§ **To be done**:
- 1) Copy the civics revision notes word for word from "Invoking Fundamental Rights" to "to all Indians.".
- 2) Which groups do the civics revision notes name as having struggled against being rejected, abused, or dominated?

* Begin Passage *

CBSE Class 8 Social Science Political Science Revision Notes Chapter 8

Class 8 Political Science Chapter 8 Notes

CBSE Class 8 Political Science (Civics) Chapter 8 Notes – Confronting Marginalisation

People experience inequality and discrimination based on their gender, caste, religion, social status, etc. Some marginalised groups in our society have struggled, protested, and fought against being rejected, abused, or dominated by other social groups. These groups include Dalits, Adivasi communities, ST & SC, and other minority communities. Chapter 8 of Class 8 Political Science talks about how laws help prevent the exploitation of certain marginalised groups and assure them of their rights.

Students have already learned in the previous chapters about the various exploited groups and the experiences of inequality they faced. These groups frequently voiced their opposition to the exclusion or dominance they experienced through the use of various approaches. Several efforts by the government also supported them. Class 8 Political Science Chapter 8 Notes on Confronting Marginalisation gives a summary of how various organisations and people have fought against the inequalities that are present in society.

To assist students in gaining a complete understanding of the chapter, Extramarks provides Class 8 Political Science Chapter 8 Notes Confronting Marginalisation. They can easily access these notes to make the revision process simpler.

Confronting Marginalisation Class 8 Notes Political Science (Civics) Chapter 8 Notes

Access Class 8 Social Science – Civics Chapter 08 – Confronting Marginalisation Notes

Invoking Fundamental Rights

The constitution, as a set of guiding principles for our democratic society, lists a number of fundamental rights that apply to all Indians.

People who are marginalised have used their voiced their rights in two ways:

  • By advocating for their fundamental rights, they made the authorities recognise the injustice done to them.
  • They persisted in having laws that counter marginalisation approved by the government.

These struggles for justice and the implementation of favourable laws that these marginalised groups face have influenced the government to enact new legislation in accordance with the principles of fundamental rights.

* End Passage *
* Begin Entries provided *

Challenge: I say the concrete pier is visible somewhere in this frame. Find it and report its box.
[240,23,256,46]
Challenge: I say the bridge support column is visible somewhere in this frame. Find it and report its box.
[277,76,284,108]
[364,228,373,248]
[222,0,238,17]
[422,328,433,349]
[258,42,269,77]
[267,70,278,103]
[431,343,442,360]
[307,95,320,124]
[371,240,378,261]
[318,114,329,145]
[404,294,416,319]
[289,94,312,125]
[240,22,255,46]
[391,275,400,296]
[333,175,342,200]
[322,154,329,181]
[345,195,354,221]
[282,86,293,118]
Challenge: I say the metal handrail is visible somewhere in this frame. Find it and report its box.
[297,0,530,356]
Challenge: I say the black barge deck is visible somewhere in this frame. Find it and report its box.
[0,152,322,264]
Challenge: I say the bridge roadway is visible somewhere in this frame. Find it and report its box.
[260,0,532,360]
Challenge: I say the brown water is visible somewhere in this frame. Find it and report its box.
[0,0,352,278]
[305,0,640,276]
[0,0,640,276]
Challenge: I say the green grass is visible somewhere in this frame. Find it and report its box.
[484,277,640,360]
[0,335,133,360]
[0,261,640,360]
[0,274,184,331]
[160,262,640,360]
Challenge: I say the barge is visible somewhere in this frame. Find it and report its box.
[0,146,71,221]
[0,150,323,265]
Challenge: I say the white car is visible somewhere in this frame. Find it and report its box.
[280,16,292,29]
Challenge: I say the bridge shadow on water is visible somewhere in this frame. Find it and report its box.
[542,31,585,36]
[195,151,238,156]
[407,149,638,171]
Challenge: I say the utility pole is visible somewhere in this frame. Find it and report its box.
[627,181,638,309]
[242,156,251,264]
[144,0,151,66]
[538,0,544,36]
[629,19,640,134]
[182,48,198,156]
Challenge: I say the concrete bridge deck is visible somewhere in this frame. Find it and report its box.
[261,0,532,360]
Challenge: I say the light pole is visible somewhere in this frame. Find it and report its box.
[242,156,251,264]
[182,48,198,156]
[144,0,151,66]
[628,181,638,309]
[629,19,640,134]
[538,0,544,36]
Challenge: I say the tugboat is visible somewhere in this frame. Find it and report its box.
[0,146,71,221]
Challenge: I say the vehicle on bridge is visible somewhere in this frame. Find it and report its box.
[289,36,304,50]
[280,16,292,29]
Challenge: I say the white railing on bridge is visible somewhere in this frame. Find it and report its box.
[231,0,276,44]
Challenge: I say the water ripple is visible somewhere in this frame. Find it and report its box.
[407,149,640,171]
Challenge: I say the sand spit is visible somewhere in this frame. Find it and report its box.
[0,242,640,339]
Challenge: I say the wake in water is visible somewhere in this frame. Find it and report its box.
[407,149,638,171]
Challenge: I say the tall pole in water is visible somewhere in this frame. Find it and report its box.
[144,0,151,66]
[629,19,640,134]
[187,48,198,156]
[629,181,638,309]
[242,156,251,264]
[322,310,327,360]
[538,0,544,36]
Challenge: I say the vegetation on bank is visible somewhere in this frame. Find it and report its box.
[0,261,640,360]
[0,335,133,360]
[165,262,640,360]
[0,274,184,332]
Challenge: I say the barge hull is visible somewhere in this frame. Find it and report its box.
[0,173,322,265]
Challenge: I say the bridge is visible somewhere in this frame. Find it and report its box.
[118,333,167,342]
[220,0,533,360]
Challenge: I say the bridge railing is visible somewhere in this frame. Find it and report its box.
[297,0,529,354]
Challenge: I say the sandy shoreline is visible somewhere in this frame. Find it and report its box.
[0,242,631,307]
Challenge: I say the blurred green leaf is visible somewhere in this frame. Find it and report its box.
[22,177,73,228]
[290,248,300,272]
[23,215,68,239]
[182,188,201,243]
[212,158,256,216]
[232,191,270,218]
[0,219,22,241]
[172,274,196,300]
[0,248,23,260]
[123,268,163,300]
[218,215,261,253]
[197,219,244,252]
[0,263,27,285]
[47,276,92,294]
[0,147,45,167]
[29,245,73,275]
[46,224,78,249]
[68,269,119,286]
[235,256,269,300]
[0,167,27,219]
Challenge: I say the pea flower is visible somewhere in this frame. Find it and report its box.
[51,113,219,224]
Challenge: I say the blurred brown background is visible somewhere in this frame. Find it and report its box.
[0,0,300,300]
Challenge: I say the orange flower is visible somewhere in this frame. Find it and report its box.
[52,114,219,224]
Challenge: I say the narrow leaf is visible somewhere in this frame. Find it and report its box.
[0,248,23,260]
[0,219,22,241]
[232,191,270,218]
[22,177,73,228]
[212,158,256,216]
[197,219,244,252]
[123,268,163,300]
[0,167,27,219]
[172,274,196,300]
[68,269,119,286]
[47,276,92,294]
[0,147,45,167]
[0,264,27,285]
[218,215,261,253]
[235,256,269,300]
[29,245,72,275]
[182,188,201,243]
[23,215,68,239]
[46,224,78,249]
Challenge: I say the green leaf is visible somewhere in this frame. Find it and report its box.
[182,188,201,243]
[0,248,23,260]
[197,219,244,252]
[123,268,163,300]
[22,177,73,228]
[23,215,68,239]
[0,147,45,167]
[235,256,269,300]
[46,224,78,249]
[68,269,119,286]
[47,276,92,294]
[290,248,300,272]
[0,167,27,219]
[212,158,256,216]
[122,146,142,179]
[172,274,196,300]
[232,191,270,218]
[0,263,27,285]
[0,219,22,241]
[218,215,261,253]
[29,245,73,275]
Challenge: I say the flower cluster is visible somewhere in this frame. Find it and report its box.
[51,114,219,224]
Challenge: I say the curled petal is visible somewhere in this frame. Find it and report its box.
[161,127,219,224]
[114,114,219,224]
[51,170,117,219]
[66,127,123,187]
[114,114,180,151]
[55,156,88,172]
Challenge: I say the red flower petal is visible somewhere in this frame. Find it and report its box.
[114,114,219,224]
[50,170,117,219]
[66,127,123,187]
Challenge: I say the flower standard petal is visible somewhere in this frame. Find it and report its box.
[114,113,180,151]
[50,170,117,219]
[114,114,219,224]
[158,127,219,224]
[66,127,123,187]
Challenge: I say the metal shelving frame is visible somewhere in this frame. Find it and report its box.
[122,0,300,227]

* End Entries provided *

§ **Worked answers**:
- 1)
Invoking Fundamental Rights

The constitution, as a set of guiding principles for our democratic society, lists a number of fundamental rights that apply to all Indians.

- 2) Dalits, Adivasi communities, ST & SC, and other minority communities.